— Begin Extract provided —

Read it for yourself and see if it really matches the tone of WSJ's article : http://www.fordham.edu/Campus_Resources/eNewsroom/topstories_2601.asp [fordham.edu]

November 9, 2012

The College Republicans, a student club at Fordham University, has invited Ann Coulter to speak on campus on November 29. The event is funded through student activity fees and is not open to the public nor the media. Student groups are allowed, and encouraged, to invite speakers who represent diverse, and sometimes unpopular, points of view, in keeping with the canons of academic freedom. Accordingly, the University will not block the College Republicans from hosting their speaker of choice on campus.

To say that I am disappointed with the judgment and maturity of the College Republicans, however, would be a tremendous understatement. There are many people who can speak to the conservative point of view with integrity and conviction, but Ms. Coulter is not among them. Her rhetoric is often hateful and needlessly provocative--more heat than light--and her message is aimed squarely at the darker side of our nature.

As members of a Jesuit institution, we are called upon to deal with one another with civility and compassion, not to sling mud and impugn the motives of those with whom we disagree or to engage in racial or social stereotyping. In the wake of several bias incidents last spring, I told the University community that I hold out great contempt for anyone who would intentionally inflict pain on another human being because of their race, gender, sexual orientation, or creed.

"Disgust" was the word I used to sum up my feelings about those incidents. Hate speech, name-calling, and incivility are completely at odds with the Jesuit ideals that have always guided and animated Fordham.

Still, to prohibit Ms. Coulter from speaking at Fordham would be to do greater violence to the academy, and to the Jesuit tradition of fearless and robust engagement. Preventing Ms. Coulter from speaking would counter one wrong with another. The old saw goes that the answer to bad speech is more speech. This is especially true at a university, and I fully expect our students, faculty, alumni, parents, and staff to voice their opposition, civilly and respectfully, and forcefully.

— End Extract provided —
— Begin Supplied material —

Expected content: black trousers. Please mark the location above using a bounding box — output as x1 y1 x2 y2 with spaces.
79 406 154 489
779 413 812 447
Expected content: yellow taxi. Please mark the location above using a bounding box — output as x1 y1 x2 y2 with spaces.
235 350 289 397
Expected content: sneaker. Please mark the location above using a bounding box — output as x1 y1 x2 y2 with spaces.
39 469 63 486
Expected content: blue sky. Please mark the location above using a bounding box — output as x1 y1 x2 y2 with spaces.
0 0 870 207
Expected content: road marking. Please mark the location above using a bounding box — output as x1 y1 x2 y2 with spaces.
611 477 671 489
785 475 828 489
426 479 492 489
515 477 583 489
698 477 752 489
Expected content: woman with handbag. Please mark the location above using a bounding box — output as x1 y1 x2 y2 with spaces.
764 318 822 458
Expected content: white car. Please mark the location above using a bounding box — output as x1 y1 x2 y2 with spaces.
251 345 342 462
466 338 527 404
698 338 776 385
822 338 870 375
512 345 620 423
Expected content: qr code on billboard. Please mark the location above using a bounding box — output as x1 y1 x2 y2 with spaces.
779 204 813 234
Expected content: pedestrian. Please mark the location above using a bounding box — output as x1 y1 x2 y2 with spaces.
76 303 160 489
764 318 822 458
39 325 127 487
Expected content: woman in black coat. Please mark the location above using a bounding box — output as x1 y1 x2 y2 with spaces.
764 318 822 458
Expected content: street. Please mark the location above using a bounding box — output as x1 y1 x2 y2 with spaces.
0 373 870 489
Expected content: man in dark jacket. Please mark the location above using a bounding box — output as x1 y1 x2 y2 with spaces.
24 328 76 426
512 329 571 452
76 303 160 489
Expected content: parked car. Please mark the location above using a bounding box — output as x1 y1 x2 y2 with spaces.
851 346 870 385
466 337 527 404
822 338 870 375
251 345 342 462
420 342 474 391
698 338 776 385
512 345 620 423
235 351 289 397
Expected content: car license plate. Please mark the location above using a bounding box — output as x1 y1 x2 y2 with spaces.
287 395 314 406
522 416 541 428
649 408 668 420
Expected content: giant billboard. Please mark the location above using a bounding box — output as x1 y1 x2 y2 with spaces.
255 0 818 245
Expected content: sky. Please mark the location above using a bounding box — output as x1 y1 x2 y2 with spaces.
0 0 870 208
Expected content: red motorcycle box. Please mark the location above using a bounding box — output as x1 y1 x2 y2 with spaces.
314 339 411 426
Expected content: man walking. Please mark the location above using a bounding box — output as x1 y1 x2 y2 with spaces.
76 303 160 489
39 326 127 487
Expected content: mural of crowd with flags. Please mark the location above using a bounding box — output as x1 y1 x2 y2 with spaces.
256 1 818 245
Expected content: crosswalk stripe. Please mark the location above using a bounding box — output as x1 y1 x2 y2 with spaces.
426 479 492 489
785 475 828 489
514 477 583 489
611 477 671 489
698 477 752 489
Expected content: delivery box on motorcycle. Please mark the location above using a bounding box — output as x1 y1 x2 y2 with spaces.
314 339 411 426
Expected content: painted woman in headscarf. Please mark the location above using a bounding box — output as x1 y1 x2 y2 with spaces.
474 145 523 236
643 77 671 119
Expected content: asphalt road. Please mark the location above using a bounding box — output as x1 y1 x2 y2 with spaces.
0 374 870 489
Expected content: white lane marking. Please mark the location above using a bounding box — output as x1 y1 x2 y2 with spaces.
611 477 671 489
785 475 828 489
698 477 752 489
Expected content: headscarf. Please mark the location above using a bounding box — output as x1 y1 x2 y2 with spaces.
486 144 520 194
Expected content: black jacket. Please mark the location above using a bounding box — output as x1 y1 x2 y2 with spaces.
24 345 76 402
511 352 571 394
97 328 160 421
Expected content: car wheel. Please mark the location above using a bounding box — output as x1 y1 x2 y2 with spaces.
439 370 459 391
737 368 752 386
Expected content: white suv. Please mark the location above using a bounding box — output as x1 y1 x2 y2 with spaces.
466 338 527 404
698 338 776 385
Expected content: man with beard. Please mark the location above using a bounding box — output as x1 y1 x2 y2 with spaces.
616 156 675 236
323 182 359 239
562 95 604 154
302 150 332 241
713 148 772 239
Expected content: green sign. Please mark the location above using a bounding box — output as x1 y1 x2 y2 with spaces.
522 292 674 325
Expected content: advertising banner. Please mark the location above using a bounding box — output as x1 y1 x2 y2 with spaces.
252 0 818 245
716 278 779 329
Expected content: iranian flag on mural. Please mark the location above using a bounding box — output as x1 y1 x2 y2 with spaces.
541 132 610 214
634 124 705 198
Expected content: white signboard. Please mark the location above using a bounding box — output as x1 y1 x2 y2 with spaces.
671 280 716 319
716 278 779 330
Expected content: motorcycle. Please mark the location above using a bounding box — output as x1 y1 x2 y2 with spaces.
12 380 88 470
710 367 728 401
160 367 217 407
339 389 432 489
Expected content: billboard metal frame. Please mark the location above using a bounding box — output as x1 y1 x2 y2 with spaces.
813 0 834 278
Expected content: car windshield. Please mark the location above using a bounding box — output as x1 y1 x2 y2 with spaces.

— End Supplied material —

▶ **Task goal**: According to the statement about Ann Coulter's campus invitation, on what date is she scheduled to speak at Fordham? The data was drawn from a separate source.

▶ **Task answer**: November 29.